▶ **What you should do**:
From the line with "terrace in the photograph above." down to the final line of the material below, quote every line exactly and leave out all lines before it.

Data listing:
---*---

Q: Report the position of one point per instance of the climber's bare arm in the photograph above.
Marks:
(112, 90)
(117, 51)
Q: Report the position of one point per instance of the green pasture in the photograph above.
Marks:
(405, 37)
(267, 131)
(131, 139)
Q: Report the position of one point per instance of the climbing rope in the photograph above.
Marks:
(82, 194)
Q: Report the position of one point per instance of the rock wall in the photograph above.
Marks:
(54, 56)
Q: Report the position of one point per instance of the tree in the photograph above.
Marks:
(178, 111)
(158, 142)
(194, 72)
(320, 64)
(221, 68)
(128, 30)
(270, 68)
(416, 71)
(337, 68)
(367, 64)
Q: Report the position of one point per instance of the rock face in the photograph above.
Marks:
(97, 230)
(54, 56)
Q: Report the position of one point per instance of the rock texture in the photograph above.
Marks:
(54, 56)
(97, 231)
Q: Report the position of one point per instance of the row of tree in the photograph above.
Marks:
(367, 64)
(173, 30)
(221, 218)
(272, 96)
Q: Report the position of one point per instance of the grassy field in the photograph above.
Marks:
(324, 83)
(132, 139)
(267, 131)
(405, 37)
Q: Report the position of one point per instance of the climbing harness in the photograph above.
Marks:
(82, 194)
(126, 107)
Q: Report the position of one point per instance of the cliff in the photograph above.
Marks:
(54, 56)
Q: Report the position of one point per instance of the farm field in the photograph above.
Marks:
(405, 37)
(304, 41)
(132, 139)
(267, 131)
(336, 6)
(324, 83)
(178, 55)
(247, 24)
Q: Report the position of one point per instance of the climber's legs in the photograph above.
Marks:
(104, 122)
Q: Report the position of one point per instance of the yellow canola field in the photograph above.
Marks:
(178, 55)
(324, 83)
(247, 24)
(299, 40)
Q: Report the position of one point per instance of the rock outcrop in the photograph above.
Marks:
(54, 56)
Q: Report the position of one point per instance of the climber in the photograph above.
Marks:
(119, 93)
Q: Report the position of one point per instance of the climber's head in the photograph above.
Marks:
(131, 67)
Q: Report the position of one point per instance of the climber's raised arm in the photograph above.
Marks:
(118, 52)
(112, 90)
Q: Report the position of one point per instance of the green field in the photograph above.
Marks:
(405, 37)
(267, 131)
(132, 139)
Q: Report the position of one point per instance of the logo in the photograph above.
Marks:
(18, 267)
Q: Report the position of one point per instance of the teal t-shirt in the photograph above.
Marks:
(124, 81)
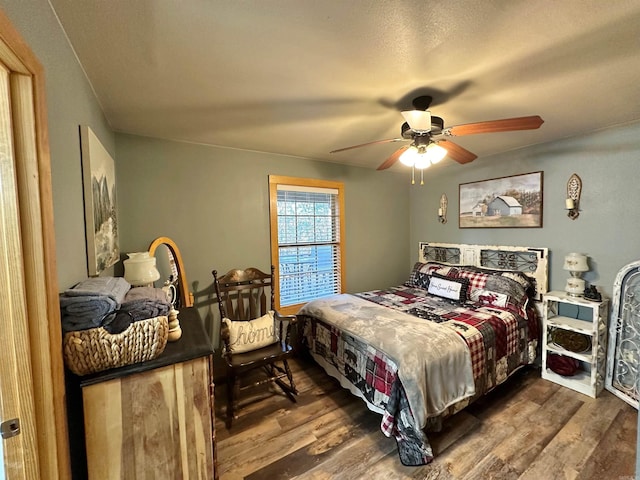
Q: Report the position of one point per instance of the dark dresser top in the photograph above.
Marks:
(193, 343)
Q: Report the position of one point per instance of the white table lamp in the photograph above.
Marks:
(576, 264)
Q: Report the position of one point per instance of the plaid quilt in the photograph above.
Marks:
(499, 342)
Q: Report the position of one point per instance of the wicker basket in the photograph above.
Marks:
(94, 350)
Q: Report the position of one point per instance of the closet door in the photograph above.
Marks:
(623, 355)
(16, 385)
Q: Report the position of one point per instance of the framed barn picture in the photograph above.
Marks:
(505, 202)
(100, 207)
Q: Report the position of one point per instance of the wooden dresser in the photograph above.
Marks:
(154, 419)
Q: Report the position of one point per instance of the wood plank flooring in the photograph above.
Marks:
(527, 429)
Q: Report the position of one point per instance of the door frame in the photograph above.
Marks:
(33, 169)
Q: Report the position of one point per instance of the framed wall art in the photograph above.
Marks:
(505, 202)
(100, 207)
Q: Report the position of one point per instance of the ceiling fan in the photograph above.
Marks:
(427, 135)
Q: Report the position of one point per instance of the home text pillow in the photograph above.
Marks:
(453, 289)
(251, 335)
(418, 273)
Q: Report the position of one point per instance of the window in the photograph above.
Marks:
(307, 240)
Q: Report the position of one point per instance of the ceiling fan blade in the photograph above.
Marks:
(369, 143)
(457, 153)
(389, 162)
(491, 126)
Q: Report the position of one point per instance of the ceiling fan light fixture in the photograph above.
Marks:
(422, 162)
(418, 120)
(435, 153)
(409, 156)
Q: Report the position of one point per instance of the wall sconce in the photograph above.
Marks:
(442, 209)
(572, 203)
(576, 265)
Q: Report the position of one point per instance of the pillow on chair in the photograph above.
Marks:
(251, 335)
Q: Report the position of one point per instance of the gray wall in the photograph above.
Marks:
(70, 103)
(214, 203)
(607, 229)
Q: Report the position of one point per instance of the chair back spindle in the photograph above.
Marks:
(242, 296)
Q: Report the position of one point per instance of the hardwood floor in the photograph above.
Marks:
(527, 429)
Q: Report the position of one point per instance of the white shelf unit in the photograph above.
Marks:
(576, 314)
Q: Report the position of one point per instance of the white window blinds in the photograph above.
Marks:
(308, 243)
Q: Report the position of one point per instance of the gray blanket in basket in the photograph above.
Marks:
(89, 303)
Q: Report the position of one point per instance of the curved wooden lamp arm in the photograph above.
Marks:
(186, 297)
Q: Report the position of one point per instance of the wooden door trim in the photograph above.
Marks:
(38, 238)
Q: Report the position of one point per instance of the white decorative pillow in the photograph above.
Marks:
(449, 288)
(251, 335)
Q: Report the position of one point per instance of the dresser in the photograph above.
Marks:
(154, 419)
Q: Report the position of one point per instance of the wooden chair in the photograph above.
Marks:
(242, 298)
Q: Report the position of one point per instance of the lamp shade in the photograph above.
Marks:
(140, 269)
(576, 262)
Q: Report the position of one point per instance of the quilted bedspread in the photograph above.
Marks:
(401, 351)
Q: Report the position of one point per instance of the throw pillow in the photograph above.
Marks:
(453, 289)
(251, 335)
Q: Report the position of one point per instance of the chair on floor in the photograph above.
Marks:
(254, 336)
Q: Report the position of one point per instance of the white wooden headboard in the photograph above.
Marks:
(531, 261)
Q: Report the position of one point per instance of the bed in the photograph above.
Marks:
(465, 320)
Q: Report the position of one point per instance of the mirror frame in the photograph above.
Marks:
(186, 297)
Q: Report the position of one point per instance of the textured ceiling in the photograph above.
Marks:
(303, 77)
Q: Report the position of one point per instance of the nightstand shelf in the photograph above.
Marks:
(578, 315)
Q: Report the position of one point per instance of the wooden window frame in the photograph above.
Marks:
(274, 181)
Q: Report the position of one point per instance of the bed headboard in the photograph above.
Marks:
(533, 262)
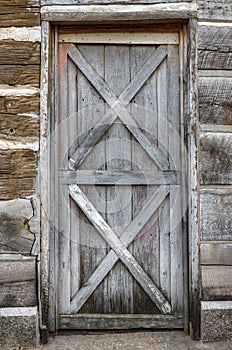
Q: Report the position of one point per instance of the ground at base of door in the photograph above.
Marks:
(148, 340)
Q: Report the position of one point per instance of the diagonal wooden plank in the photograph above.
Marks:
(92, 139)
(143, 74)
(90, 73)
(118, 105)
(119, 249)
(154, 152)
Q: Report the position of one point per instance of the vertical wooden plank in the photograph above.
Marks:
(163, 144)
(193, 189)
(54, 183)
(184, 178)
(64, 200)
(44, 175)
(91, 107)
(118, 157)
(175, 191)
(144, 110)
(72, 88)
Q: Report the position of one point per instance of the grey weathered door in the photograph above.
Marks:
(120, 244)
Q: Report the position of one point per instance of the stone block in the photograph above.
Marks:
(216, 321)
(18, 328)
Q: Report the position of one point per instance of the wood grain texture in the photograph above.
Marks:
(212, 9)
(120, 322)
(18, 127)
(25, 13)
(216, 282)
(18, 283)
(19, 52)
(216, 220)
(17, 173)
(15, 236)
(216, 158)
(86, 2)
(20, 74)
(215, 100)
(19, 104)
(125, 256)
(216, 253)
(119, 13)
(214, 47)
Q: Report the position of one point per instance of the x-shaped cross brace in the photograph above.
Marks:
(117, 107)
(119, 248)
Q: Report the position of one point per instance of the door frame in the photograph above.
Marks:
(52, 16)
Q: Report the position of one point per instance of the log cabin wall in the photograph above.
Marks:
(20, 33)
(215, 116)
(19, 145)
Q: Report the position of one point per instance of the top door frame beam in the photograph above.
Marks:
(114, 15)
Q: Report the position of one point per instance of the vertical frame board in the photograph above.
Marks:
(48, 272)
(192, 128)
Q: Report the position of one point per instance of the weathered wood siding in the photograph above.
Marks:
(19, 143)
(19, 136)
(19, 13)
(215, 110)
(215, 102)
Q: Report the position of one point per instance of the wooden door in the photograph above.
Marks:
(120, 241)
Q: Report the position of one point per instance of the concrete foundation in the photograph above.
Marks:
(19, 328)
(216, 320)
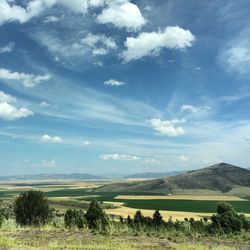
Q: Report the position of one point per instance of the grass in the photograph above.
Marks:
(115, 239)
(179, 197)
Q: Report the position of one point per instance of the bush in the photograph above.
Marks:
(157, 219)
(74, 218)
(95, 217)
(227, 220)
(32, 208)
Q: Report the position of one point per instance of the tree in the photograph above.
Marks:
(138, 217)
(32, 208)
(227, 220)
(157, 219)
(74, 218)
(95, 217)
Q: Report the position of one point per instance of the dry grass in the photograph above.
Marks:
(179, 197)
(176, 215)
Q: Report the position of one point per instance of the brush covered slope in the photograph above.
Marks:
(221, 177)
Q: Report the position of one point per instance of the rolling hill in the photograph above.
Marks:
(221, 177)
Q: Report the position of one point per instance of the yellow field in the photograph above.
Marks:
(179, 197)
(176, 215)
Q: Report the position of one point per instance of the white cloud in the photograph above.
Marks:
(190, 108)
(167, 127)
(237, 58)
(113, 82)
(126, 15)
(51, 19)
(150, 44)
(16, 13)
(46, 164)
(6, 98)
(119, 157)
(85, 143)
(151, 161)
(44, 104)
(7, 48)
(51, 139)
(184, 158)
(28, 80)
(99, 44)
(10, 112)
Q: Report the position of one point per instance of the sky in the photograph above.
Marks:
(113, 87)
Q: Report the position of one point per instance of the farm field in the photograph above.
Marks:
(77, 195)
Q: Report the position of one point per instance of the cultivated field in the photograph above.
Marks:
(77, 195)
(180, 197)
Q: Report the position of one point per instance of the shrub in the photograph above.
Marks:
(74, 218)
(95, 217)
(31, 208)
(227, 220)
(157, 219)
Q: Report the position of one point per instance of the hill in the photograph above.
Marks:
(221, 177)
(73, 176)
(152, 175)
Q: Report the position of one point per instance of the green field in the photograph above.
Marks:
(83, 195)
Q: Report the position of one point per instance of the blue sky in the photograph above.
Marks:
(119, 86)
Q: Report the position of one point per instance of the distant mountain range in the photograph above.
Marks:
(152, 175)
(221, 177)
(74, 176)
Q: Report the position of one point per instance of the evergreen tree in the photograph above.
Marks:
(32, 208)
(95, 217)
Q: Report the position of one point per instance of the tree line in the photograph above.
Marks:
(32, 209)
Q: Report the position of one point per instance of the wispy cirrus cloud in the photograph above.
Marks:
(28, 80)
(167, 127)
(7, 48)
(51, 139)
(10, 112)
(113, 82)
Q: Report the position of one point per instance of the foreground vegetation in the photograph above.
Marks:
(30, 223)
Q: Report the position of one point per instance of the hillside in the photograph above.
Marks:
(221, 177)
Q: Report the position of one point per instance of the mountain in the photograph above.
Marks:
(221, 177)
(152, 175)
(74, 176)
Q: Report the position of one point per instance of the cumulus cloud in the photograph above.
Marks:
(7, 48)
(85, 143)
(44, 104)
(168, 127)
(192, 109)
(51, 19)
(99, 44)
(119, 157)
(237, 58)
(113, 82)
(8, 111)
(151, 43)
(126, 15)
(10, 12)
(184, 158)
(46, 164)
(121, 13)
(51, 139)
(28, 80)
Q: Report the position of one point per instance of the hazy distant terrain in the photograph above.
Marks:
(222, 178)
(152, 175)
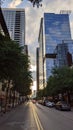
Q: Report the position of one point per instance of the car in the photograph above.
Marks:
(62, 105)
(50, 104)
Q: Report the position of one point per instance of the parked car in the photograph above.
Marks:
(62, 105)
(50, 104)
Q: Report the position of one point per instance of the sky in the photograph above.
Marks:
(33, 16)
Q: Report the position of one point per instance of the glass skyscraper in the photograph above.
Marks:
(15, 21)
(54, 28)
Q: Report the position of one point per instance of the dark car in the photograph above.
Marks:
(62, 105)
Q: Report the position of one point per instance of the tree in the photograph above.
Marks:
(14, 66)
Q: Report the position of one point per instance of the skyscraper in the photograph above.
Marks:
(54, 28)
(15, 20)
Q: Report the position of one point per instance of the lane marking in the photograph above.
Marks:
(37, 120)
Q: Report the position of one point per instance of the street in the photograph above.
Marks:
(31, 116)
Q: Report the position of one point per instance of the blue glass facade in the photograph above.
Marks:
(55, 29)
(64, 54)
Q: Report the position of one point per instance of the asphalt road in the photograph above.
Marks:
(52, 119)
(31, 116)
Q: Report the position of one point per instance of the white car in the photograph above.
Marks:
(50, 104)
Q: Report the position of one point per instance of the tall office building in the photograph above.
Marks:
(54, 28)
(64, 55)
(37, 68)
(15, 20)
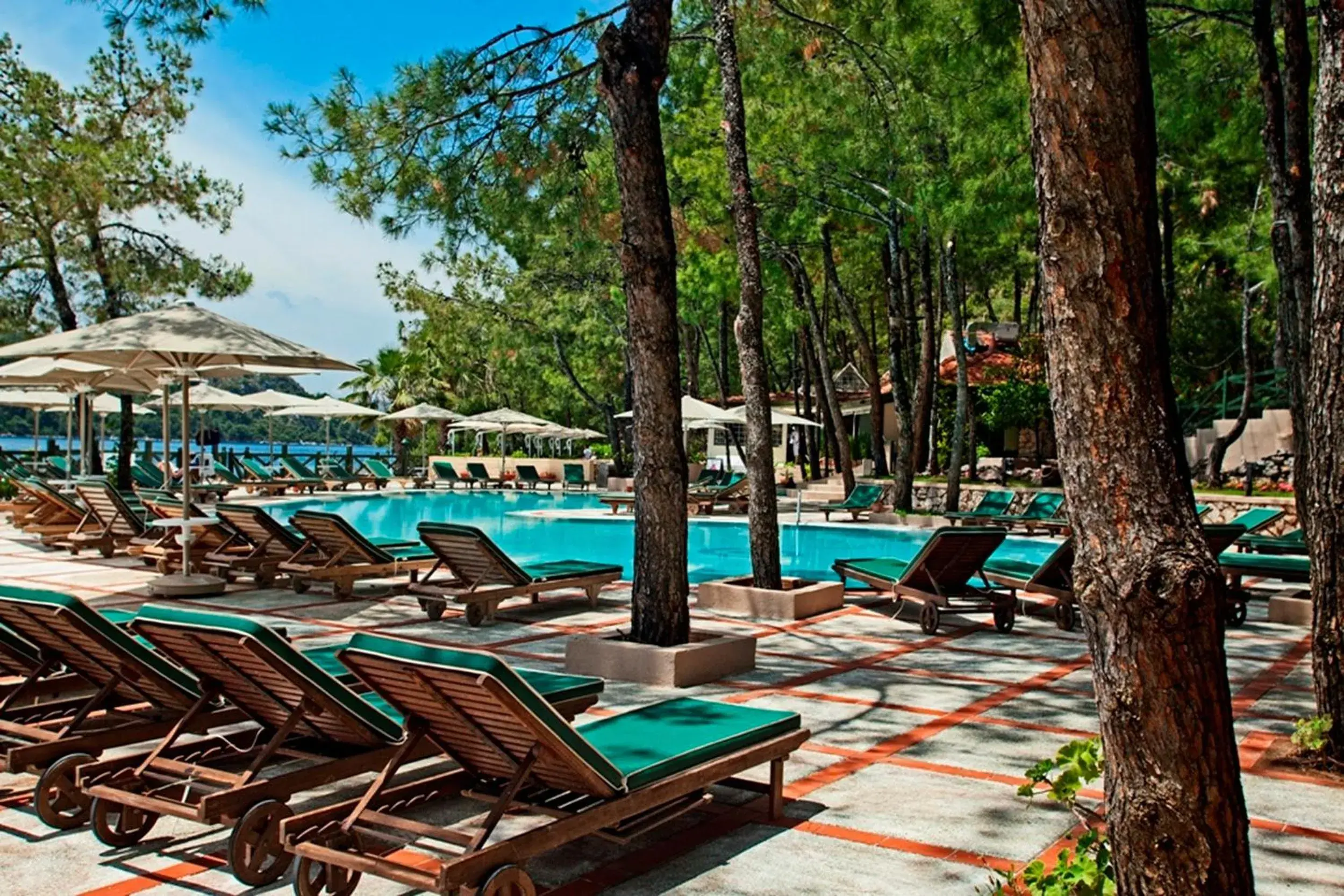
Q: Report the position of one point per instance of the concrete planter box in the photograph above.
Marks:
(707, 657)
(1291, 610)
(797, 599)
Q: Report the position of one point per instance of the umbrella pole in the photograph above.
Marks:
(167, 456)
(186, 475)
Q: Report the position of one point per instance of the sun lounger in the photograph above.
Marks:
(528, 477)
(1043, 511)
(619, 777)
(480, 575)
(311, 730)
(444, 472)
(991, 505)
(334, 551)
(111, 524)
(1293, 542)
(863, 499)
(574, 477)
(1257, 519)
(940, 577)
(133, 695)
(1054, 578)
(483, 476)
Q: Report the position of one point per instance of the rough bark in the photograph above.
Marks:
(929, 335)
(867, 350)
(956, 300)
(1326, 475)
(904, 458)
(633, 66)
(1151, 593)
(1219, 449)
(762, 515)
(835, 418)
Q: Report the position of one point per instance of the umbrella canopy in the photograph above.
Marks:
(210, 397)
(423, 413)
(777, 418)
(176, 339)
(692, 409)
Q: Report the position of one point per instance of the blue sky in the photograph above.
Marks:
(312, 267)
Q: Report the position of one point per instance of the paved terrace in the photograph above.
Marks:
(907, 785)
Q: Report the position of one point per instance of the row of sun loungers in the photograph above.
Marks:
(233, 722)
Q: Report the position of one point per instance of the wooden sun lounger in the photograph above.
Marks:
(617, 778)
(480, 575)
(1053, 578)
(311, 730)
(940, 577)
(334, 551)
(136, 696)
(109, 526)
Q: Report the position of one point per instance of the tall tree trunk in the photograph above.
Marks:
(633, 66)
(867, 351)
(762, 513)
(1219, 449)
(803, 296)
(926, 381)
(1151, 593)
(904, 460)
(959, 345)
(1326, 475)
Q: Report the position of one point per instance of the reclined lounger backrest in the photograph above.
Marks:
(482, 712)
(264, 675)
(65, 626)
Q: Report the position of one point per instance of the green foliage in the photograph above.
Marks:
(1312, 735)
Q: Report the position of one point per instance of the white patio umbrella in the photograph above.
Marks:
(326, 409)
(270, 401)
(423, 413)
(503, 421)
(73, 378)
(176, 342)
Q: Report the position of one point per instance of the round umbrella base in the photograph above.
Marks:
(186, 586)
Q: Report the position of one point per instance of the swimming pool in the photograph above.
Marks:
(718, 547)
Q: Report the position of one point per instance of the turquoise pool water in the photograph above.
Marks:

---*---

▶ **Completed task**:
Q: Report the position of one point per instance of the paved terrace in the photograph above.
Marks:
(907, 785)
Q: Report the position of one point per instance of the row of sun loungers in the photograph above.
Marks:
(233, 722)
Q: Report the position of one point per instance of the wooden sun lounger in the photograph above.
Marks:
(617, 778)
(480, 575)
(1053, 578)
(311, 730)
(940, 577)
(334, 551)
(136, 696)
(109, 526)
Q: Report the position of one point per instance of the tall tree trunk in the photograph above.
Marks:
(633, 66)
(867, 351)
(762, 513)
(1219, 449)
(803, 296)
(926, 381)
(1151, 593)
(904, 460)
(959, 345)
(1326, 475)
Q: Report the position of one point per instance of the reclined lounger backrest in the photograph above.
Marks:
(482, 712)
(264, 675)
(65, 626)
Q: Report the position of one point per instance of the green foliage in the photograph above.
Marks:
(1312, 735)
Q: Report the position of one point per instance of the white patio umbrella in the photograph above.
Marks:
(326, 409)
(270, 401)
(423, 413)
(503, 421)
(73, 378)
(176, 342)
Q: Report the position of one point per instance of the round umbrella base in the photograph above.
Marks:
(186, 586)
Q: Report the position of one point per instance of the swimming pool in the photograph above.
Marks:
(718, 547)
Q: Report the position of one point per instance of the turquoise pool water in the photograph above.
Marks:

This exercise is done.